Saved entries:
★ ★ ★
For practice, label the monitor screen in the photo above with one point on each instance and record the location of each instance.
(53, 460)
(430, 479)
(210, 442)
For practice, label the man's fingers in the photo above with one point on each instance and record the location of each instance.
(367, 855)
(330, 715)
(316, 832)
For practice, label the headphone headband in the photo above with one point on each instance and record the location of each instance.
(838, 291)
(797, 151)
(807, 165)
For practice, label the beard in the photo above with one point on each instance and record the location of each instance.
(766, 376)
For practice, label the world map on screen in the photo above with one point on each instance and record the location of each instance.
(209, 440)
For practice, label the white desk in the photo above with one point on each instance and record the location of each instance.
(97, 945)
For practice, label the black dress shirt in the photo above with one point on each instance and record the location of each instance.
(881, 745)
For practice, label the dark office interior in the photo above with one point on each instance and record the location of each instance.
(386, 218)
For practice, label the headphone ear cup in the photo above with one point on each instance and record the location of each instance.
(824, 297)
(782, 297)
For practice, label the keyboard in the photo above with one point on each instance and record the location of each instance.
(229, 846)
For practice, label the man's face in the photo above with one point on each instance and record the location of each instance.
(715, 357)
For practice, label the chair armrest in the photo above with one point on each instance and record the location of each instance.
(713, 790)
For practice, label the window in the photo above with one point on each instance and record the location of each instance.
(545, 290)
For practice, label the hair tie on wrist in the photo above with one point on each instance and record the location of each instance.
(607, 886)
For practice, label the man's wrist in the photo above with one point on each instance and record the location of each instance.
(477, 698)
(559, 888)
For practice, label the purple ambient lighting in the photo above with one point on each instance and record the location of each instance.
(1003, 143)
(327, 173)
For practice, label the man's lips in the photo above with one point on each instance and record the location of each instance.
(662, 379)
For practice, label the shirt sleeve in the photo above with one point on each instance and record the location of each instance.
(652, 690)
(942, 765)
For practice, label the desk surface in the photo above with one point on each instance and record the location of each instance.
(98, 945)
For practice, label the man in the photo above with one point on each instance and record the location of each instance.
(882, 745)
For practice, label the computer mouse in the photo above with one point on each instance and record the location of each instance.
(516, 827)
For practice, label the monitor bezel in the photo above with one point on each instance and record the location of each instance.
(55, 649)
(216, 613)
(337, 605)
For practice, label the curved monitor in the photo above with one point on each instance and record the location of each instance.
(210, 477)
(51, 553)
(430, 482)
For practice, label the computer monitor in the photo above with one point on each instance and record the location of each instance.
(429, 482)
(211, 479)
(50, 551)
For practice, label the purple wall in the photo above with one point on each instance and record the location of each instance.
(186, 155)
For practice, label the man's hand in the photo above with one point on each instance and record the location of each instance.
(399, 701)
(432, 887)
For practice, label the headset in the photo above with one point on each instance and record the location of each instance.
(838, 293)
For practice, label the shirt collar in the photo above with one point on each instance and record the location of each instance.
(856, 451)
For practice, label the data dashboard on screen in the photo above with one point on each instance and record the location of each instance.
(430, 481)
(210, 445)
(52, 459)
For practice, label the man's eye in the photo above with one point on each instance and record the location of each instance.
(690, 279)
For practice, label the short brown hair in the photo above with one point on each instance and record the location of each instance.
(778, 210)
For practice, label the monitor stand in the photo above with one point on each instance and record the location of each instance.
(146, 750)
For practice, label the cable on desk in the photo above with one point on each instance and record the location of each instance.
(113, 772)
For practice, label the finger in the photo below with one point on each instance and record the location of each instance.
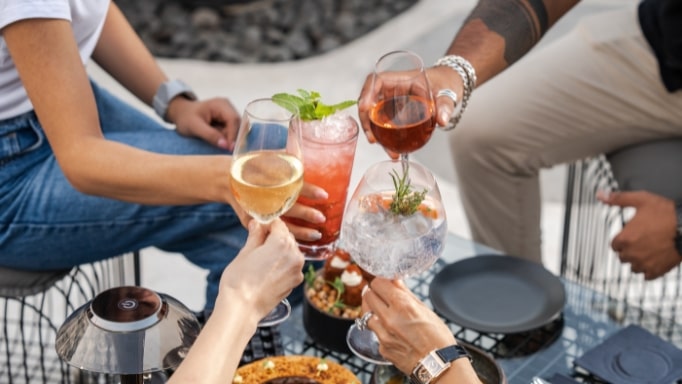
(306, 213)
(446, 102)
(312, 191)
(257, 235)
(365, 103)
(209, 134)
(304, 233)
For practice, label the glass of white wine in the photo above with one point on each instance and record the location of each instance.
(267, 170)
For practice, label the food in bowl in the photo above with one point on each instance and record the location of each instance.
(294, 369)
(337, 288)
(332, 299)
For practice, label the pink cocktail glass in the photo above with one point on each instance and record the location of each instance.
(328, 147)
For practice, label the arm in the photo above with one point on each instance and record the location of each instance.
(245, 297)
(408, 330)
(647, 241)
(122, 54)
(494, 36)
(64, 102)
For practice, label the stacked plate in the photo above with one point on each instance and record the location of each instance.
(499, 294)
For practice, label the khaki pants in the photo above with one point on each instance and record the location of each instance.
(592, 91)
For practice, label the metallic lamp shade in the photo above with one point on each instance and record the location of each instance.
(127, 331)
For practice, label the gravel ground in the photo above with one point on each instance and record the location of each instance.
(257, 30)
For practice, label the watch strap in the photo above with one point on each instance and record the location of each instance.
(167, 92)
(452, 353)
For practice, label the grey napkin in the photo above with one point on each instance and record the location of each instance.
(634, 355)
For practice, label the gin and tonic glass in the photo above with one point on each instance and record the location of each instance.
(389, 244)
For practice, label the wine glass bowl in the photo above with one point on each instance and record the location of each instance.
(402, 117)
(387, 244)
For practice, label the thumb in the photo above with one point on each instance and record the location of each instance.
(211, 135)
(257, 235)
(446, 104)
(624, 199)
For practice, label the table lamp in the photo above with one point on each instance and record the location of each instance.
(127, 331)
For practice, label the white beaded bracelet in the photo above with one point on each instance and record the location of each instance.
(468, 74)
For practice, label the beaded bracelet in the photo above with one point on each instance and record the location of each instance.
(468, 74)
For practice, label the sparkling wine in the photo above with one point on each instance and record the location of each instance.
(266, 184)
(403, 124)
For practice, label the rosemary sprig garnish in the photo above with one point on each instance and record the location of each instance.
(405, 201)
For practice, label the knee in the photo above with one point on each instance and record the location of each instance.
(472, 147)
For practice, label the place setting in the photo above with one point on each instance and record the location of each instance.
(517, 303)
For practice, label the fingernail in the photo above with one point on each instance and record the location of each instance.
(222, 143)
(319, 218)
(364, 290)
(444, 116)
(321, 194)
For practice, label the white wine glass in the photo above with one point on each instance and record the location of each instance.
(402, 117)
(267, 170)
(390, 244)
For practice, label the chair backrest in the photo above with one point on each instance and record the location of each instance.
(589, 227)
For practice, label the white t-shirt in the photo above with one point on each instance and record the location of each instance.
(87, 19)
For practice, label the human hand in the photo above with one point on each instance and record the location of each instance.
(214, 120)
(407, 329)
(267, 268)
(301, 212)
(439, 78)
(647, 241)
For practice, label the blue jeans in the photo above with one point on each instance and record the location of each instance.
(46, 224)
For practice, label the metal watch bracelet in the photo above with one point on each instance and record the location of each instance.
(468, 74)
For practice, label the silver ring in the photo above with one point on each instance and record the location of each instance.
(448, 93)
(362, 322)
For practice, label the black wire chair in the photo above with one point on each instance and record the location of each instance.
(33, 305)
(589, 227)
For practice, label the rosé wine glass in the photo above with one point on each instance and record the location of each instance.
(402, 117)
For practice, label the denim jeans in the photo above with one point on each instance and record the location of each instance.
(46, 224)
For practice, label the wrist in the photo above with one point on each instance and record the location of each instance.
(678, 230)
(436, 363)
(168, 92)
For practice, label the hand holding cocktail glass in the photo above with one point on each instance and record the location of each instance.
(328, 141)
(396, 105)
(394, 227)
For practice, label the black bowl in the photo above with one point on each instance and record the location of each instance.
(326, 329)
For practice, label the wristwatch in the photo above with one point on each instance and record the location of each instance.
(167, 92)
(678, 235)
(436, 362)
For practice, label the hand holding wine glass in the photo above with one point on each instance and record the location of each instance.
(394, 227)
(398, 107)
(267, 170)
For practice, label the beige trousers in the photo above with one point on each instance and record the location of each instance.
(592, 91)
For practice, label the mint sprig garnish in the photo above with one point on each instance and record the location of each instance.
(308, 104)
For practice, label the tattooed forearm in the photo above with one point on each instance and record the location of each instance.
(521, 23)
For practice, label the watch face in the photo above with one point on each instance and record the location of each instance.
(432, 365)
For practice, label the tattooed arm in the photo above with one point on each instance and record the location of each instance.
(499, 32)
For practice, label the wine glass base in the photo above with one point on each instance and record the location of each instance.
(365, 345)
(278, 314)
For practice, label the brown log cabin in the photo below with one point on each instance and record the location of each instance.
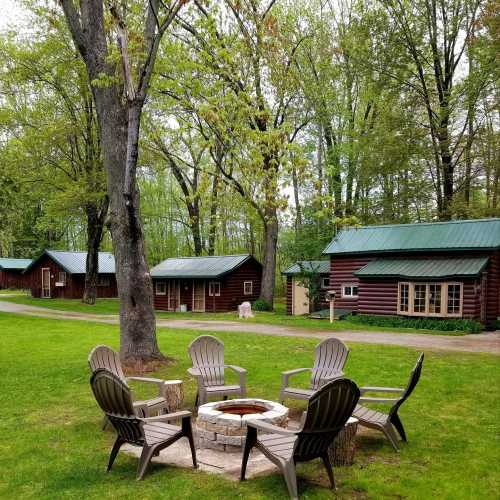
★ ★ ★
WHAT YOU NEED TO DO » Each line from the one holding "For practice, label the watch face" through the final line of the data needs to be transcribed exactly. Include both ends, skip the pictures, and add nothing.

OUTPUT »
For practice, label the watch face in the photo above with one point on each instance and record the location of each instance.
(432, 365)
For practice, label the tattooed arm in the photo above with one point on each instance and record the location of each instance.
(499, 32)
For practice, label the wine glass base in the photo above with one point on each instance and record the location of each instance.
(365, 345)
(278, 314)
For practice, label the brown log cabin in the photo below with one point on each instance and record the location of each instance.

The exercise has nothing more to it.